-- Dataset records follows --
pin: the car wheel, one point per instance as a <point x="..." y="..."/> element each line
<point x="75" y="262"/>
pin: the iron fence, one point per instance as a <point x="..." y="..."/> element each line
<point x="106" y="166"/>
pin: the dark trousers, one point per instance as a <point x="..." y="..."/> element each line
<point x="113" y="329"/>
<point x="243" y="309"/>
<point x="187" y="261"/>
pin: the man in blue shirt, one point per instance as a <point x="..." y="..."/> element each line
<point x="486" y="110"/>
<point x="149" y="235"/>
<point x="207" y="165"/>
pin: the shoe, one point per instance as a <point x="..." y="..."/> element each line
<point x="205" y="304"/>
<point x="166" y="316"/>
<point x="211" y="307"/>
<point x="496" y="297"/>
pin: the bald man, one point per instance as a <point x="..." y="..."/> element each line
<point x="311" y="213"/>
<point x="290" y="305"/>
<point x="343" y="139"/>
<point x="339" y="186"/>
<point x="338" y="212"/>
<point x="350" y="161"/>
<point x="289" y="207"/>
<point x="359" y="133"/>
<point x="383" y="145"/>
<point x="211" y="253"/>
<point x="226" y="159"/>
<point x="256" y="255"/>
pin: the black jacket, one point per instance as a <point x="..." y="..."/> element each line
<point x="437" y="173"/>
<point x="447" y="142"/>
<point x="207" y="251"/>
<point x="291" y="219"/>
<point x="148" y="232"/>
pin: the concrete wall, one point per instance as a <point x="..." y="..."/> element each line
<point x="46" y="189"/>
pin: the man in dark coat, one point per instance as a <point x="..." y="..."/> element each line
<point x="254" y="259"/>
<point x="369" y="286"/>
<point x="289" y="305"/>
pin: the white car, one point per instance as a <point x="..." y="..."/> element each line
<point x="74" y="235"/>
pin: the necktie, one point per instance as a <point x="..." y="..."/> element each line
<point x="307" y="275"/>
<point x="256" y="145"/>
-- Dataset records concluded --
## Work instructions
Could you print the lines of the records above from the one containing "pin: the bald" through the last, exactly and with no additions?

## Expected output
pin: the bald man, one point per instance as a <point x="..." y="..."/> element each line
<point x="311" y="213"/>
<point x="290" y="305"/>
<point x="343" y="139"/>
<point x="339" y="186"/>
<point x="338" y="212"/>
<point x="350" y="161"/>
<point x="289" y="207"/>
<point x="359" y="133"/>
<point x="383" y="145"/>
<point x="211" y="253"/>
<point x="226" y="159"/>
<point x="256" y="255"/>
pin: the black jacket, one point per instance as a <point x="..." y="..."/> element each line
<point x="437" y="173"/>
<point x="447" y="142"/>
<point x="207" y="251"/>
<point x="291" y="219"/>
<point x="148" y="232"/>
pin: the concrete wall, one point per instance as a <point x="..." y="..."/> element each line
<point x="46" y="189"/>
pin: the man in dark coat, one point per instance as a <point x="..." y="..."/> element each line
<point x="254" y="259"/>
<point x="369" y="286"/>
<point x="289" y="305"/>
pin: the white car, one point per instance as a <point x="..." y="..."/> element each line
<point x="74" y="235"/>
pin: the necktie, one point per instance as a <point x="..." y="..."/> element each line
<point x="307" y="275"/>
<point x="256" y="145"/>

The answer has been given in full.